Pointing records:
::::::
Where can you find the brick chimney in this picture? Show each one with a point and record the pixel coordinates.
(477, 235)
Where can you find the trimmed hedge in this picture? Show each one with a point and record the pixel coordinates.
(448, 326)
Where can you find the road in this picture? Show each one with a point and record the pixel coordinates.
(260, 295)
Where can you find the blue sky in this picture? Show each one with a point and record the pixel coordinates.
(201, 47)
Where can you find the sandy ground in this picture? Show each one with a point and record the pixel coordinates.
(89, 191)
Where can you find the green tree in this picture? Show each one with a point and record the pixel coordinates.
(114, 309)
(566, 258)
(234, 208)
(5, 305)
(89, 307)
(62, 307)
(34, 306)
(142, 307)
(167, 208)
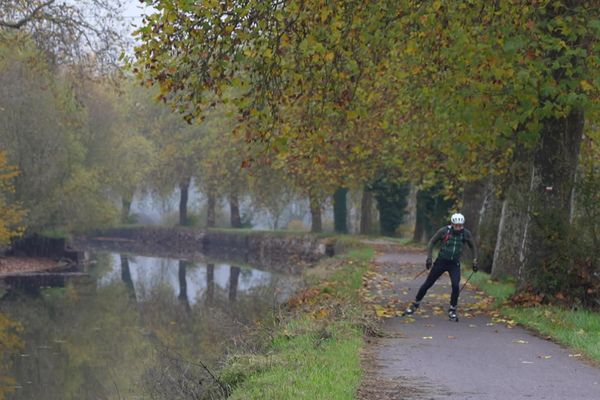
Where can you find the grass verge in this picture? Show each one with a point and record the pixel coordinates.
(313, 351)
(577, 329)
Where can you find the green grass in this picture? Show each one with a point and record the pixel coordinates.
(577, 329)
(308, 357)
(308, 364)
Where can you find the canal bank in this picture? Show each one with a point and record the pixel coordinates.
(134, 316)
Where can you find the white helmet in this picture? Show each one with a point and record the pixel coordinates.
(457, 219)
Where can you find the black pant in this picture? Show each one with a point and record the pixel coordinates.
(439, 267)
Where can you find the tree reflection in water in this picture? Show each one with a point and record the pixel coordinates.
(139, 327)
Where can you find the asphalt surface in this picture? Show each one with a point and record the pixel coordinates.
(429, 357)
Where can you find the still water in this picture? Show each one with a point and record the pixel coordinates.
(132, 327)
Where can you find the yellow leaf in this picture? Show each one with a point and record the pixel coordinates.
(586, 86)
::::::
● **EXERCISE GOAL**: Copy out exactly the lines between the line with "Where can you find the grass" and the last line of the entries, counting both of those lines.

● **RESPONSE**:
Where can you find the grass verge in this picture? Show each one with a point and record the pixel coordinates.
(313, 351)
(577, 329)
Where can you find the green grass in this picture? Show each one with a point and record the pixel coordinates.
(577, 329)
(308, 357)
(308, 364)
Where can you find the canal bank in this picture? Show each one with a point and record the pixel coordinates.
(134, 316)
Where can you find the white helmet in this picture? Show each one with a point and record the pixel coordinates.
(457, 219)
Where can you find the black pant in this picture? Show each one with a point and record the pixel coordinates.
(439, 267)
Where can you find the tree reflection in water in this picture? Show each one with a point and record the pixel coordinates.
(139, 327)
Where can you find the asphalt surface in this picture? Show each one with a point and record the pixel coordinates.
(429, 357)
Where can you find the still water in this picture? Show each one with a point and record the pixel coordinates.
(132, 327)
Where can you find the yellow leaf in this picture? Show each one with a point and record the pixel coordinates.
(586, 86)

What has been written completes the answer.